## Brano da leggere
Da un lato, infatti, si evidenzia la cd. volontà di accusare qualcuno di avere commesso un fatto che possa, anche solo astrattamente, suscitare un’iniziativa penale.
Dall’altro deve essere indiscutibilmente dimostrata la cd. sussistenza della coscienza e consapevolezza, in capo all’accusante, dell’innocenza dell’accusato rispetto al fatto, alla condotta od all’evento attribuitogli.
Si tratta di due elementi del tutto autonomi tra loro, ancorchè necessariamente complementari, nel senso che l’assenza di uno dei due determina l’inesistenza del fatto.
Il reato di calunnia, previsto dall’art. 368 c.p. consiste, dunque, per definizione in una condotta che si rivolge negativamente e crea una situazione di attentato contro l’amministrazione della giustizia e, in special modo, contro la vera e propria attività giudiziaria.
In buona sostanza, in primo luogo, l’incolpazione che un soggetto muova nei confronti di altra persona (o di altre persone) deve essere contenuta e trasfusa in un atto cd. Tipico.
Questo deve risultare formalmente idoneo a suscitare l’intervento dell’Autorità giudiziaria, quale ad esempio appare una denunzia di reato.
Le modalità sopradescritte integrano gli estremi dell’ipotesi di calunnia cd. formale o verbale o diretta[2].
Sul delicato punto dell’individuazione di quali atti e condotte realizzino il reato in parola, ebbe, infatti, a sostenere oltre vent’anni fa il Supremo Collegio che “l’art. 368 c. p., prevede due sole condotte tipiche per mezzo delle quali il reato di calunnia possa realizzarsi: o mediante denunzia, querela, richiesta o istanza diretta all’autorità giudiziaria o ad altre autorità che a quella abbia l’obbligo di riferire (calunnia formale o diretta) o mediante la simulazione a carico di taluno delle tracce di un reato (calunnia materiale o indiretta); la legge non prevede un’ipotesi di calunnia che si realizzi mediante condotte diverse da quelle indicate anche se idonee a configurare una qualsiasi notitia criminis destinata ad attivare l’iniziativa del p. m.”.[3]
Sono stati, in questo modo, circoscritti e tipicizzati gli ambiti ed i contesti fattuali, o meglio ancora, le condotte e le forme, che potevano venire a costituire una vera e propria condizione obbiettiva di punibilità del reato in questione.

## Voci registrate
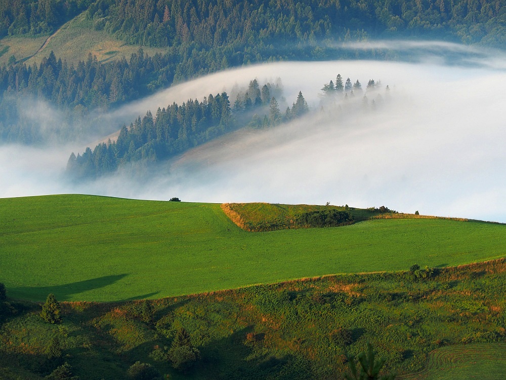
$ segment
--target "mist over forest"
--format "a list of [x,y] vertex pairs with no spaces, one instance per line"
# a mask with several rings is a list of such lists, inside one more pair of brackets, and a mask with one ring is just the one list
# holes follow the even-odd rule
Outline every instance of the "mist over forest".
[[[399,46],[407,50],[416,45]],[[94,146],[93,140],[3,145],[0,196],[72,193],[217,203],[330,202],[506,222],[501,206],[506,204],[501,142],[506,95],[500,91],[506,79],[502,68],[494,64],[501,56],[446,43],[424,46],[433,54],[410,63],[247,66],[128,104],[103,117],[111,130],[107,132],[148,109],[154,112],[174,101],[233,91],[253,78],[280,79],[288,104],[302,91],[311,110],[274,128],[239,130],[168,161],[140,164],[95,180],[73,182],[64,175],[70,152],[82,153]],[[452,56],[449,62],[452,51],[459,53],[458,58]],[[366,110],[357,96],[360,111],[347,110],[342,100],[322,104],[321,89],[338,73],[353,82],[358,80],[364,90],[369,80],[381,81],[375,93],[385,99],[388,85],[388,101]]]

## Richiesta scritta A
Puoi citare dal brano sulla calunnia il passo che va da "In buona sostanza, in" a "denunzia di reato."?
## Richiesta scritta B
Filtra l'elenco: quali righe contengono la stringa "over"? Copiale tutte senza modificarle.

## Risposta corretta A
In buona sostanza, in primo luogo, l’incolpazione che un soggetto muova nei confronti di altra persona (o di altre persone) deve essere contenuta e trasfusa in un atto cd. Tipico.
Questo deve risultare formalmente idoneo a suscitare l’intervento dell’Autorità giudiziaria, quale ad esempio appare una denunzia di reato.

## Risposta corretta B
--target "mist over forest"
Outline every instance of the "mist over forest".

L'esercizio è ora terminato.